Problem statement: Locate the line that contains "the bare tree". Retype it and every line after it to the end of the records, exactly, but not the pictures.

Referring expression data

##############################

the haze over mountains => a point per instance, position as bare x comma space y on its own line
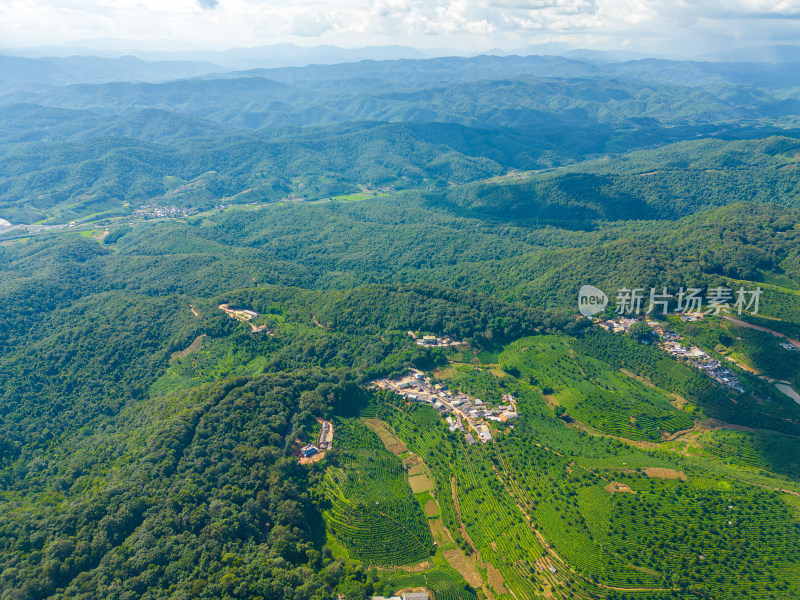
207, 266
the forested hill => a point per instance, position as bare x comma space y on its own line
76, 151
203, 276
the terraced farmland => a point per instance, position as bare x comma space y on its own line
542, 508
592, 391
373, 512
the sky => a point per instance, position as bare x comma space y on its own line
657, 27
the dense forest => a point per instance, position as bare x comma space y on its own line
150, 434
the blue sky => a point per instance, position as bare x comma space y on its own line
649, 26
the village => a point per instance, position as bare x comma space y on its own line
314, 452
432, 340
669, 341
156, 210
461, 412
245, 316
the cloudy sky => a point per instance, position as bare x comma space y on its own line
653, 26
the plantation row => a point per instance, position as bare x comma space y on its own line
650, 539
372, 510
592, 391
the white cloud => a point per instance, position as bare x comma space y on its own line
661, 25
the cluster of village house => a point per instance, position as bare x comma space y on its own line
155, 210
691, 355
432, 340
406, 596
325, 441
462, 412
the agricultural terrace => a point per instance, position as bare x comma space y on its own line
592, 391
373, 512
540, 511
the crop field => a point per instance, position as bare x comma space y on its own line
592, 391
773, 451
373, 511
540, 496
738, 542
444, 582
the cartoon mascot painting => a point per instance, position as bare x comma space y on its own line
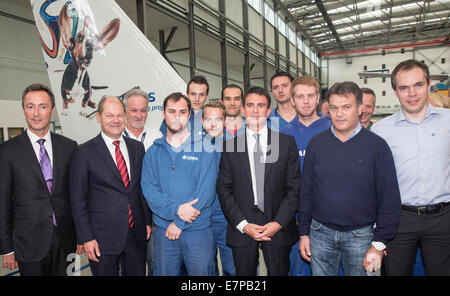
82, 46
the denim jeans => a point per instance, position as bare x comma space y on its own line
194, 249
330, 248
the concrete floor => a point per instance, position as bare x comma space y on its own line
87, 271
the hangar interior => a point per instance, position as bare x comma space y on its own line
246, 41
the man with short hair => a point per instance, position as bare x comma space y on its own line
305, 95
349, 185
178, 182
111, 217
213, 123
284, 112
36, 227
231, 98
418, 135
368, 107
136, 111
197, 91
257, 185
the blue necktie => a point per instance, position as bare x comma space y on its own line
46, 168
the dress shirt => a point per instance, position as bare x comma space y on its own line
421, 155
146, 137
123, 148
251, 142
37, 148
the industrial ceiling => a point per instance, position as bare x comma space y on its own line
342, 27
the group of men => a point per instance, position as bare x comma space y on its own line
316, 192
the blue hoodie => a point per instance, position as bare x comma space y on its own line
303, 134
174, 176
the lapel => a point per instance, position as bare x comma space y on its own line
243, 156
133, 163
28, 153
102, 150
268, 165
57, 161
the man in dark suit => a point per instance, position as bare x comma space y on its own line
36, 226
112, 220
258, 187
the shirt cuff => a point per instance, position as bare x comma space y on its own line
241, 225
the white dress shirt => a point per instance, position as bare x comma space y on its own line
123, 148
147, 137
37, 148
251, 142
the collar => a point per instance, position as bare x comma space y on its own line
262, 132
129, 134
34, 138
430, 111
354, 132
109, 141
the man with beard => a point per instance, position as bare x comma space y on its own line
178, 182
136, 104
305, 95
283, 113
136, 111
368, 107
232, 100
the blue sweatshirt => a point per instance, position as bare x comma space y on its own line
303, 134
350, 185
174, 176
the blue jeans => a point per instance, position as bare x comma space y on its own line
219, 228
330, 248
194, 249
151, 256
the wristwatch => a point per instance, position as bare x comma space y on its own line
379, 246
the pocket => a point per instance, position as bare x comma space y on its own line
315, 225
363, 232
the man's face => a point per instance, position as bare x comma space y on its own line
325, 108
305, 100
38, 110
368, 108
176, 114
136, 114
213, 121
281, 88
344, 113
112, 118
232, 100
197, 94
256, 111
412, 90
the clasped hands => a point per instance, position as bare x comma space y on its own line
187, 213
262, 233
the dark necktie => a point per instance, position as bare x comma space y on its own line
46, 168
122, 166
259, 172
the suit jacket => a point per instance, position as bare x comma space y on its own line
26, 223
281, 188
100, 199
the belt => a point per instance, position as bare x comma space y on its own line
423, 210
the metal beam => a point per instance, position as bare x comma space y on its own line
191, 30
223, 44
246, 67
141, 20
329, 23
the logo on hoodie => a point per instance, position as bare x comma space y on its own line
189, 157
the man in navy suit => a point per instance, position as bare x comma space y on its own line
112, 220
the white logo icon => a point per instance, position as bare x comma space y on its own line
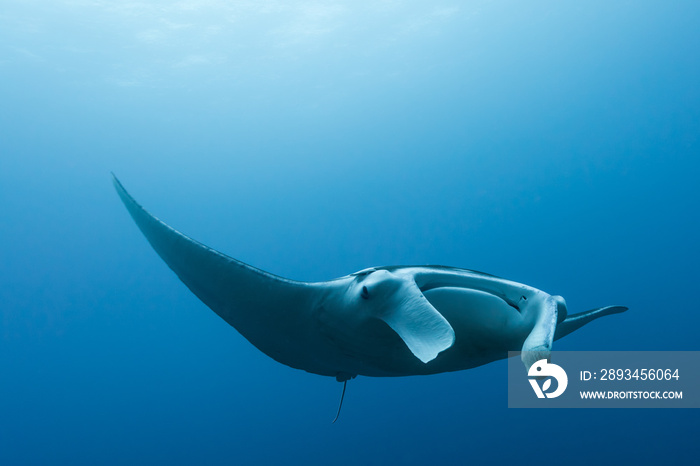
544, 369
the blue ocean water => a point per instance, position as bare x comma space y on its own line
551, 143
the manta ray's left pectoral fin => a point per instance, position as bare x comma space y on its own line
422, 328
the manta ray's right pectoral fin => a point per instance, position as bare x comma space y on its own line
421, 327
576, 321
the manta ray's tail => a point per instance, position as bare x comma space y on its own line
576, 321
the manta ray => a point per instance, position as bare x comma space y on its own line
378, 322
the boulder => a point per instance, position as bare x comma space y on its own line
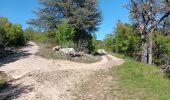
68, 51
57, 48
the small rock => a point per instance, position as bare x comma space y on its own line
57, 48
68, 51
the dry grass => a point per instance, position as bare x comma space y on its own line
138, 81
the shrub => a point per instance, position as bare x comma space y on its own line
41, 37
65, 34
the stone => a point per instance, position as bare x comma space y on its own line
68, 51
101, 52
57, 48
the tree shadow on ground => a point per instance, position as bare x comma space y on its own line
14, 57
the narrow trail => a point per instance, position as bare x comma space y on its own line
37, 78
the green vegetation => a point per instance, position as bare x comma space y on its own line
3, 79
11, 35
141, 81
126, 40
82, 16
65, 35
46, 52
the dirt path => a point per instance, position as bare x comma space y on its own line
37, 78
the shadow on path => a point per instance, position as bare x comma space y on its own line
14, 57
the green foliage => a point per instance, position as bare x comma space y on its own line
11, 34
93, 46
142, 81
125, 40
109, 42
41, 37
83, 15
16, 35
29, 33
161, 48
65, 34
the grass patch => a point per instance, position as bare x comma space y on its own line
3, 79
46, 52
141, 81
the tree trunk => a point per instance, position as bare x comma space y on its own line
150, 42
144, 52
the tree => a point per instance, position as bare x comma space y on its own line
83, 15
10, 34
65, 34
146, 14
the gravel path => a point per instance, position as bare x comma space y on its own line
37, 78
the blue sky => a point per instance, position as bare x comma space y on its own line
19, 11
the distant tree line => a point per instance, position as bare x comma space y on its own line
11, 35
70, 21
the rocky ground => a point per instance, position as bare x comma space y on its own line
37, 78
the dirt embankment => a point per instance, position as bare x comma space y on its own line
37, 78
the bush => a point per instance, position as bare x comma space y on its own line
65, 34
40, 37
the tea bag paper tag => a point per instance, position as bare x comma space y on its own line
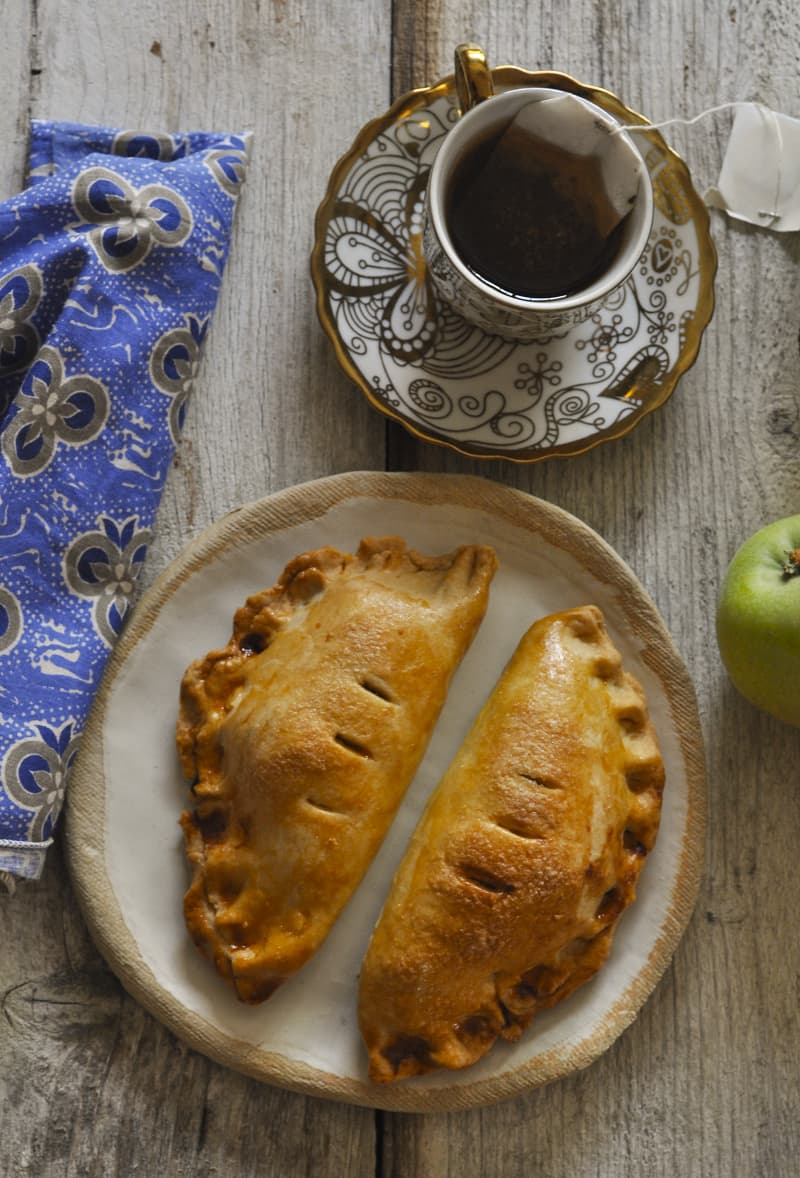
760, 177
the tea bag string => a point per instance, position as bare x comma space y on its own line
769, 119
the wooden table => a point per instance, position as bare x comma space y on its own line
706, 1080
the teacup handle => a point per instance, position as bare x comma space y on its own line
473, 77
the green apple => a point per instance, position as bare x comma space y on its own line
758, 620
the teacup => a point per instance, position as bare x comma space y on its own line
529, 271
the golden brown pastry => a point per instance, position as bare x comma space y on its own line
527, 853
302, 736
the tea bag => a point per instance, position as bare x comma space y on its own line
539, 210
760, 177
580, 132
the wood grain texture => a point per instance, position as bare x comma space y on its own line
706, 1081
88, 1083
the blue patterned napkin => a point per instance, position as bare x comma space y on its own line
110, 267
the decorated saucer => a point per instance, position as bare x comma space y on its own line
451, 383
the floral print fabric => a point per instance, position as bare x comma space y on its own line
110, 267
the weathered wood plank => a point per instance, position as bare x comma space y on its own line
706, 1081
703, 1084
18, 22
88, 1083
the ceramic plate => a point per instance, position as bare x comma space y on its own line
125, 849
451, 383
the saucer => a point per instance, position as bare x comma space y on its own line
449, 382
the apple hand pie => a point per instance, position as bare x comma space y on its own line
528, 852
302, 736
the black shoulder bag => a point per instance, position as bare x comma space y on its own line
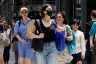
37, 43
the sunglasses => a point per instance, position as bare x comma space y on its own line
58, 17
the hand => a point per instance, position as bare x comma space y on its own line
23, 41
69, 38
82, 55
60, 29
41, 35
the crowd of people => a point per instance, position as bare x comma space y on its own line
60, 40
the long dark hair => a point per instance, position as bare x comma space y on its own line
43, 9
63, 15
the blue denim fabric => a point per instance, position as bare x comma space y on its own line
49, 54
23, 49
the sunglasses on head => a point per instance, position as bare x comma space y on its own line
58, 17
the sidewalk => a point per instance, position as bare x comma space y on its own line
12, 56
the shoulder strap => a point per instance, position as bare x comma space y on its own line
67, 28
38, 22
19, 23
54, 22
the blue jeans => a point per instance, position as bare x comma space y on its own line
49, 54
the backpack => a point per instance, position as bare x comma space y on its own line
72, 44
14, 38
59, 38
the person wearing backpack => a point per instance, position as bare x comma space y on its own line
7, 36
63, 38
92, 33
24, 44
14, 42
49, 52
79, 52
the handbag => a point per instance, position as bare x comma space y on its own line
3, 39
64, 57
37, 43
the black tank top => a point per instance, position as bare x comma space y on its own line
48, 31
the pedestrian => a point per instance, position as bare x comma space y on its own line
49, 53
92, 34
62, 30
79, 52
14, 41
7, 36
89, 54
24, 44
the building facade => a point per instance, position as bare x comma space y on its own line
79, 9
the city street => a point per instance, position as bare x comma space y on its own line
12, 56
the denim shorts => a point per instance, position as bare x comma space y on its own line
25, 51
49, 54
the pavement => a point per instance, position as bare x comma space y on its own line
12, 56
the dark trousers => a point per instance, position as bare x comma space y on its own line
89, 54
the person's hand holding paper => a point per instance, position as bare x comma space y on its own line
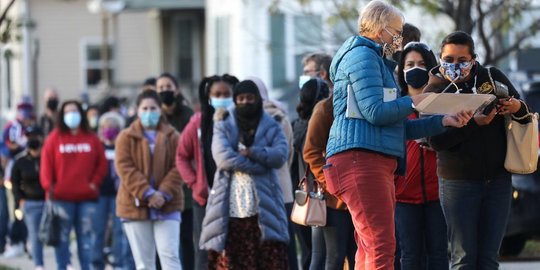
450, 103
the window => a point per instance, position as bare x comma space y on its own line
277, 44
185, 50
92, 65
307, 38
222, 45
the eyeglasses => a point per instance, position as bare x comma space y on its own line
399, 33
416, 44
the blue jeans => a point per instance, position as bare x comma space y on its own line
291, 249
78, 215
421, 230
4, 218
105, 210
201, 256
32, 218
334, 242
476, 214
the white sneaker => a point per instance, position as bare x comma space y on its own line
16, 250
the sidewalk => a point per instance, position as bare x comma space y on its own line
25, 263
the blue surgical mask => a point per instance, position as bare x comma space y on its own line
72, 119
149, 119
416, 77
221, 103
302, 80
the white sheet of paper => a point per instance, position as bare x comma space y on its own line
450, 103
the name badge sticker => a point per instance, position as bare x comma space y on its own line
390, 94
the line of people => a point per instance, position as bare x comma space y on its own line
214, 189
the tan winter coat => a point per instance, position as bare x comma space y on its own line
132, 162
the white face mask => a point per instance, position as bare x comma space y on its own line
302, 80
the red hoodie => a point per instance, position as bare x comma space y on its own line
74, 162
420, 185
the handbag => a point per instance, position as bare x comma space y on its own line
309, 207
50, 224
521, 139
521, 144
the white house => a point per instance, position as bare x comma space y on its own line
189, 38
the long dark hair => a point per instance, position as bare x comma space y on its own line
84, 121
312, 92
207, 123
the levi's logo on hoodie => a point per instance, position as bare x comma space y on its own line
75, 148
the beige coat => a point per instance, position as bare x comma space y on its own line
132, 162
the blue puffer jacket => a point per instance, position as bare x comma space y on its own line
385, 126
269, 152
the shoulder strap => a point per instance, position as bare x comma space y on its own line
491, 78
526, 107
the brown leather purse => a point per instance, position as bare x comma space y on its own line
309, 208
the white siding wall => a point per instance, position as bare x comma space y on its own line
62, 27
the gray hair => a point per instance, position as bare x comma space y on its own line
375, 15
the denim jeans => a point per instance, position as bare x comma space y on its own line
421, 231
201, 256
291, 248
78, 215
32, 218
334, 242
105, 210
304, 239
318, 249
4, 218
476, 214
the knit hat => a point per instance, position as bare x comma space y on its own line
246, 87
25, 109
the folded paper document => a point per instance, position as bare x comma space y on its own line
451, 103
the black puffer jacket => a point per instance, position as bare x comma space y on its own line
25, 179
473, 152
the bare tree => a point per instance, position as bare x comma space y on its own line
489, 20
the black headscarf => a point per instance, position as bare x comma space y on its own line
247, 115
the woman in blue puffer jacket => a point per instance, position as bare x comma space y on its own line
245, 226
363, 149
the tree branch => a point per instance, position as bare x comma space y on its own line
344, 18
482, 32
533, 28
4, 14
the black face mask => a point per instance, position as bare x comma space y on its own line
33, 144
396, 56
167, 97
52, 104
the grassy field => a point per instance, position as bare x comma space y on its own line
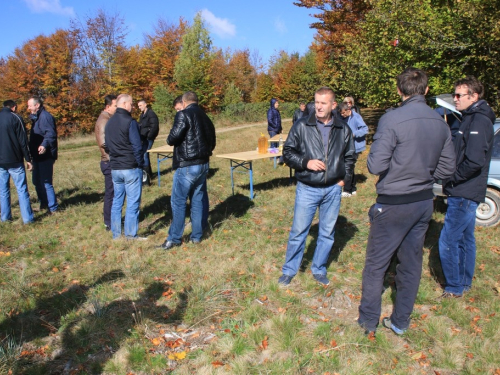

##############################

Output for this exercise:
the bare tree => a point per instance, position as bare x comma space y on its own line
489, 20
the black headscarf => a point per instance, position as bare x comma space y on its own line
247, 115
the woman in blue puffer jacket => a point per instance, position as bare x comma space y on its own line
245, 226
363, 149
the tree branch => a point per instance, position as bare x comma space y on its own line
344, 18
482, 32
533, 28
4, 14
the black face mask => a point per instance, position as bare x comma space y on its own line
33, 144
396, 56
167, 97
52, 104
the grassy field => a point per instance, position as bare x comma space y on its own line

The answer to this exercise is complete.